BEGIN
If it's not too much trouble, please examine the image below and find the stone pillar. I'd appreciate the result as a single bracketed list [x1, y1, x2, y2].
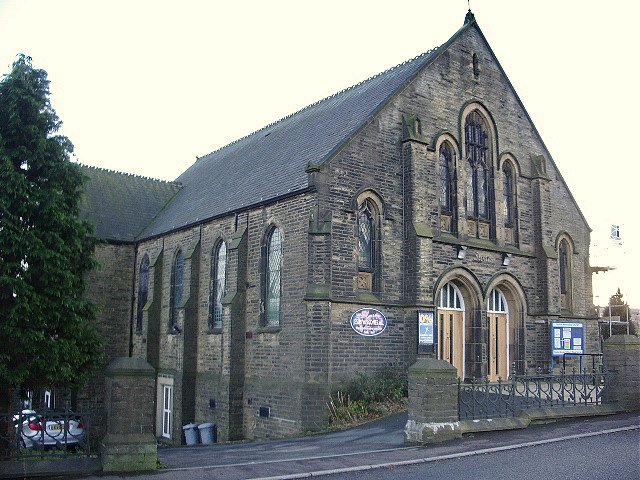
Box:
[404, 358, 461, 444]
[602, 335, 640, 411]
[100, 357, 158, 472]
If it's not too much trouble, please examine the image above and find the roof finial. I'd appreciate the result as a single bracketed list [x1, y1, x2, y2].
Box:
[464, 0, 476, 25]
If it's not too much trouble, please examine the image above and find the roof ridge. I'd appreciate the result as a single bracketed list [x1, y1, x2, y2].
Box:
[77, 162, 182, 187]
[196, 45, 441, 161]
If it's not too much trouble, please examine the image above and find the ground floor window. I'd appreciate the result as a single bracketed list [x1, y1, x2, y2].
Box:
[162, 385, 173, 438]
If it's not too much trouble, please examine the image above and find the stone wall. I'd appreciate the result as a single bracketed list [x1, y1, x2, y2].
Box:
[77, 243, 134, 438]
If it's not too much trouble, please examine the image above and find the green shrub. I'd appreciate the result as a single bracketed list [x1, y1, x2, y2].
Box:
[344, 369, 407, 404]
[327, 369, 407, 425]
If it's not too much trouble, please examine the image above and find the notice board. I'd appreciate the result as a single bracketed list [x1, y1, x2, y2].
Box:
[551, 322, 584, 357]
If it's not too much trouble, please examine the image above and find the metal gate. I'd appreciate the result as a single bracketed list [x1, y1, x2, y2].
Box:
[458, 369, 609, 420]
[0, 407, 92, 460]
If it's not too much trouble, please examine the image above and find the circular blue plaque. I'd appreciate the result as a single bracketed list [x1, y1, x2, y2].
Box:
[351, 308, 387, 337]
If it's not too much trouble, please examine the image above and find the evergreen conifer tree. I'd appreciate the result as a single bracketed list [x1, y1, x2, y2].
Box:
[0, 55, 102, 416]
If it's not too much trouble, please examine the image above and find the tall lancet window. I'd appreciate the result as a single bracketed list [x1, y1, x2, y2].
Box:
[502, 162, 515, 227]
[465, 111, 489, 219]
[440, 142, 453, 213]
[209, 242, 227, 329]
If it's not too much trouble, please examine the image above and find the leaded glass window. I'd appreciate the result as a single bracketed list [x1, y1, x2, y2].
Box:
[558, 240, 569, 294]
[487, 288, 507, 313]
[440, 143, 453, 212]
[136, 254, 149, 332]
[465, 111, 489, 218]
[502, 162, 515, 226]
[358, 200, 376, 271]
[438, 283, 464, 310]
[209, 242, 227, 329]
[265, 228, 282, 327]
[169, 250, 184, 327]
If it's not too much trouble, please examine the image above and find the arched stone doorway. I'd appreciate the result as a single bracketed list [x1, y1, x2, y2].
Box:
[434, 267, 484, 379]
[437, 282, 465, 378]
[487, 288, 509, 382]
[485, 274, 527, 381]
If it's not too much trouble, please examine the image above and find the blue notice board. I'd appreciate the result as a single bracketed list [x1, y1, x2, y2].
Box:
[551, 322, 584, 357]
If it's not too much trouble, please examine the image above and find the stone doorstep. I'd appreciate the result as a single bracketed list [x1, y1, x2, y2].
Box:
[100, 434, 158, 473]
[405, 404, 624, 445]
[0, 457, 102, 479]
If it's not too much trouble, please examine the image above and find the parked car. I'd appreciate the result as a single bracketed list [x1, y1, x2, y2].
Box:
[14, 410, 86, 449]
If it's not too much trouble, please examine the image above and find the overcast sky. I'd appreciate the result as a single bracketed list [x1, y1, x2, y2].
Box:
[0, 0, 640, 307]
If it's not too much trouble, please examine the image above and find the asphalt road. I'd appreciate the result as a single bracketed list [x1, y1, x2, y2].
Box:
[325, 430, 640, 480]
[92, 413, 640, 480]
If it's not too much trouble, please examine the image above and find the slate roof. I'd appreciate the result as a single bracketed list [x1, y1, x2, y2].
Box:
[140, 41, 450, 239]
[80, 165, 180, 242]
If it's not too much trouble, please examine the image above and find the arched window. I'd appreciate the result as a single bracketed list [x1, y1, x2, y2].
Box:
[558, 238, 571, 311]
[209, 242, 227, 329]
[502, 162, 515, 227]
[358, 199, 377, 272]
[440, 142, 453, 213]
[464, 111, 489, 219]
[264, 227, 282, 327]
[487, 288, 508, 313]
[169, 250, 184, 329]
[438, 283, 464, 310]
[136, 253, 149, 332]
[356, 192, 382, 292]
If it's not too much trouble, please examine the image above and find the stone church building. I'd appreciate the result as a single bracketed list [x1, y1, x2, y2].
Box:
[83, 13, 598, 444]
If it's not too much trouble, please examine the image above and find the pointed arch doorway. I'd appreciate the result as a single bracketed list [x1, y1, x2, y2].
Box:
[437, 282, 465, 378]
[487, 288, 509, 382]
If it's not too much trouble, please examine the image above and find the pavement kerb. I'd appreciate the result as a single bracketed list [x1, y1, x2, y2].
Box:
[252, 425, 640, 480]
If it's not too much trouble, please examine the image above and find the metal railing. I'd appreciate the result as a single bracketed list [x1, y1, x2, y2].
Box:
[458, 369, 609, 420]
[0, 408, 92, 460]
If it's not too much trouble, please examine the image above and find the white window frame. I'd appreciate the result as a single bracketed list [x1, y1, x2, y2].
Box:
[162, 385, 173, 438]
[156, 376, 174, 439]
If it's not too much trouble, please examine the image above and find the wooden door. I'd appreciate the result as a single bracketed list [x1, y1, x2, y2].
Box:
[438, 310, 464, 378]
[487, 313, 509, 382]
END
» DIRECTION: Resize the items from the first line up to and including the line with "[464, 0, 476, 25]". Repeat those lines with their requests, but multiply every box coordinate in the answers by 1.05 and round to whole numbers, with halves going up. Give only those lines, and leave the pictures out.

» EXERCISE SOLUTION:
If it's not too much trouble, please examine the image below and find the stone pillar. I'd appreciate the result as a single bracketed list [x1, y1, x2, y2].
Box:
[424, 376, 484, 466]
[632, 352, 672, 432]
[105, 375, 166, 496]
If it's not too much trouble, please examine the image above and find the roof finial. I'd appreciate the result as a single bracketed list [x1, y1, x2, y2].
Box:
[487, 0, 500, 26]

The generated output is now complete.